### Extrait source
PS’Playlist décembre 2015 (Christophe, Marc, Thomas)
Les playlists de décembre sont une sélection de trois morceaux par contributeur du site, représentative de leur année 2015 : des chansons actuelles ou anciennes, celles qui sont revenues comme un leitmotiv tout le long de l'année ou des découvertes ; le tout accompagné d'un texte personnel. Elles sont réunies par groupe de quatre ou cinq plombiers.
Nina Simone – Feeling Good
Extrait de “I Put A Spell On You” – 1965 – Standard
Major Lazer feat. Ezra Koenig – Jessica
Extrait de “Free The Universe” – 2013 – Dancehall
The Velvet Underground – Last Night I Said Goodbye To My Friend
Joué une seule fois à la cérémonie du Rock’n’Roll Hall of Fame – 1996 – Hommage
On ne doit pas être nombreux à considérer que 2015 n’était pas une si mauvaise année que ça. De manière très égoïste, je crois que je peux être fier de ce que j’ai accompli ces derniers mois : faire aboutir un projet en préparation depuis plus de 18 mois en créant notre entreprise avec mon épouse le jour de mes 40 ans. Ensemble, on a changé de métier, lancé l’activité, commencé à développer ma gamme de produits et posé les premiers jalons pour assurer la croissance de notre création. Ce n’est pas tous les jours facile, parfois on en chie, on monte un peu dans les tours, mais cela n’a rien de surprenant. La fierté, la satisfaction et l’envie d’aller de l’avant priment. Ces sentiments-là, Nina Simone les avait déjà décrits il y a 50 ans dans sa version indépassable de Feeling Good, standard dont on devrait aujourd’hui restreindre les reprises.

### Documents fournis
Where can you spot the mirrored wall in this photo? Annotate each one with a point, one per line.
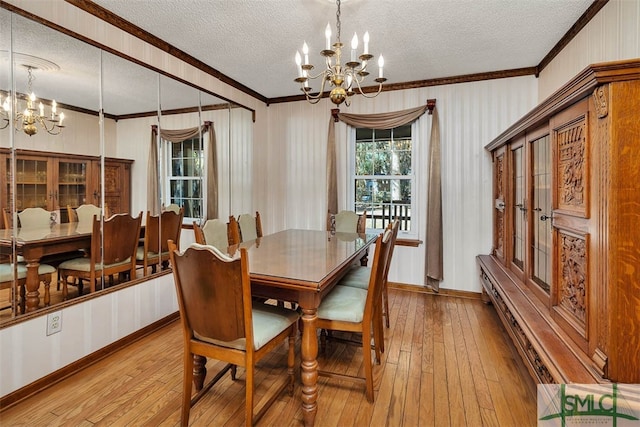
(101, 137)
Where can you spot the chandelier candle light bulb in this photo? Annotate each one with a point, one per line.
(345, 79)
(354, 47)
(327, 35)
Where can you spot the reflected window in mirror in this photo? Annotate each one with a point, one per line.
(185, 177)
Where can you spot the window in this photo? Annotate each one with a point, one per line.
(185, 171)
(384, 178)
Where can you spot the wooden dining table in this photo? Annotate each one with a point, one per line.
(300, 266)
(35, 243)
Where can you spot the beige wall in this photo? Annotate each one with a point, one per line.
(613, 34)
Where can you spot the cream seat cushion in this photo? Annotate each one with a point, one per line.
(344, 303)
(268, 322)
(84, 264)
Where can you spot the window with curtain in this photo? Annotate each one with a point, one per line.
(184, 177)
(383, 176)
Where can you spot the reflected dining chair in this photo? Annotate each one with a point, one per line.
(36, 218)
(84, 213)
(119, 241)
(351, 309)
(172, 207)
(158, 230)
(7, 220)
(220, 321)
(214, 232)
(250, 227)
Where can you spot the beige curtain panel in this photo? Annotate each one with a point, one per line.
(332, 174)
(179, 135)
(433, 253)
(433, 261)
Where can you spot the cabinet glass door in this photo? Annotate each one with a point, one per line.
(31, 184)
(72, 185)
(519, 209)
(541, 235)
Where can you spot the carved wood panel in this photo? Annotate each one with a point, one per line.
(572, 179)
(499, 205)
(572, 280)
(571, 300)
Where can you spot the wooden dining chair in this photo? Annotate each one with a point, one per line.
(359, 277)
(172, 207)
(352, 309)
(7, 220)
(250, 227)
(83, 213)
(158, 230)
(118, 241)
(35, 218)
(349, 222)
(233, 231)
(214, 232)
(220, 321)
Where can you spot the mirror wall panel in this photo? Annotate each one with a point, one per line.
(217, 112)
(110, 105)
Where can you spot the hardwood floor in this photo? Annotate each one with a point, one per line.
(448, 361)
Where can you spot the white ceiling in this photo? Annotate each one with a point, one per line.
(254, 41)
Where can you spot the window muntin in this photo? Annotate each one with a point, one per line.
(383, 176)
(185, 174)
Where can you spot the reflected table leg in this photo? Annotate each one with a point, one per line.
(33, 284)
(309, 365)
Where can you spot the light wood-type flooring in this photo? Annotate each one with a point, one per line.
(448, 362)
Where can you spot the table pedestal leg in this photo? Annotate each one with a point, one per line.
(32, 285)
(309, 354)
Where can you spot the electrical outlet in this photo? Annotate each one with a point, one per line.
(54, 323)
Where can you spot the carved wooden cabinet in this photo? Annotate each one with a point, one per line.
(53, 180)
(564, 272)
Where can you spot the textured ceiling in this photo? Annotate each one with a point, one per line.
(254, 41)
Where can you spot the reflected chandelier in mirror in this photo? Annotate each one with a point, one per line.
(33, 114)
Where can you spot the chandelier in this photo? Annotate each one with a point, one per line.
(345, 79)
(32, 117)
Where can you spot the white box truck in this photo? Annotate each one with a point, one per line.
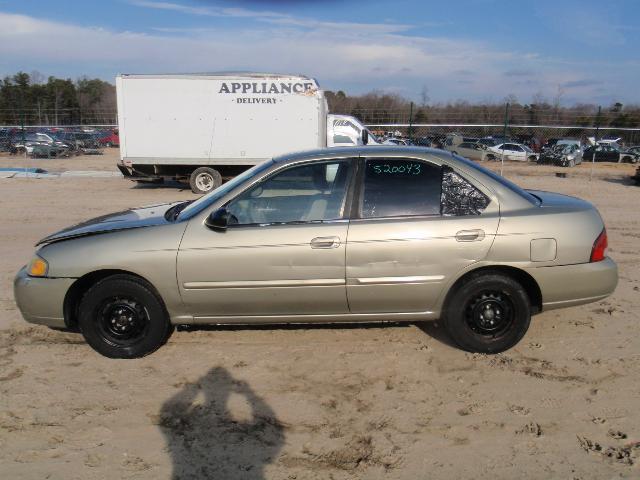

### Consigne
Répondez aux questions suivantes d'après l'extrait.
1. Combien de morceaux chaque contributeur choisit-il pour les playlists de décembre ?
2. De quel album est tiré « Jessica » de Major Lazer, et de quelle année date-t-il ?
3. Quel jour l'auteur a-t-il créé son entreprise avec son épouse ?

### Réponse rédigée
1. Trois morceaux.
2. De « Free The Universe », qui date de 2013.
3. Le jour de ses 40 ans.